**Document passage**
>>>>
The second driver is the proliferation of new or improved applications and services that need network connectivity: social networks, video (high definition), IoT (metering, smart home, connected cars), industry 4.0 (or the fourth industrial revolution, the current trend of automation and data exchange in manufacturing technologies), low latency services (games, virtual reality, autonomous vehicles), advanced services (face recognition and speech translation, cognitive and expert systems, big data exploitation).

Simply put, we have more connected devices, with each requiring higher data rates, lower latency, and ubiquitous coverage, with very high densities of users possible.

In addition, the importance of network connectivity and networked applications in our society and economy has the consequence of requiring significant improvements also in terms of: i) faster deployment of applications and services, so reducing their time to market and easing their evolution; ii) lower energy consumption; iii) enhanced security and privacy; iv) better reliability and dependability.
<<<<
**Source excerpt**
>>>>
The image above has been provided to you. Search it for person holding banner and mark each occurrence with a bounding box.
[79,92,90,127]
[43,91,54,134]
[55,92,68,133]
<<<<
**Your tasks**
a – Please copy the network connectivity passage word for word, starting at the words "Simply put, we" and stopping after "reliability and dependability.".
b – Answer these questions from the network connectivity passage above:
(i) Which low latency services does it give as examples?
(ii) Besides ubiquitous coverage, what two things does each connected device require?
(iii) In the numbered list of needed improvements, what is item ii)?

**Final results**
a –
Simply put, we have more connected devices, with each requiring higher data rates, lower latency, and ubiquitous coverage, with very high densities of users possible.

In addition, the importance of network connectivity and networked applications in our society and economy has the consequence of requiring significant improvements also in terms of: i) faster deployment of applications and services, so reducing their time to market and easing their evolution; ii) lower energy consumption; iii) enhanced security and privacy; iv) better reliability and dependability.

b –
(i) Games, virtual reality and autonomous vehicles.
(ii) Higher data rates and lower latency.
(iii) Lower energy consumption.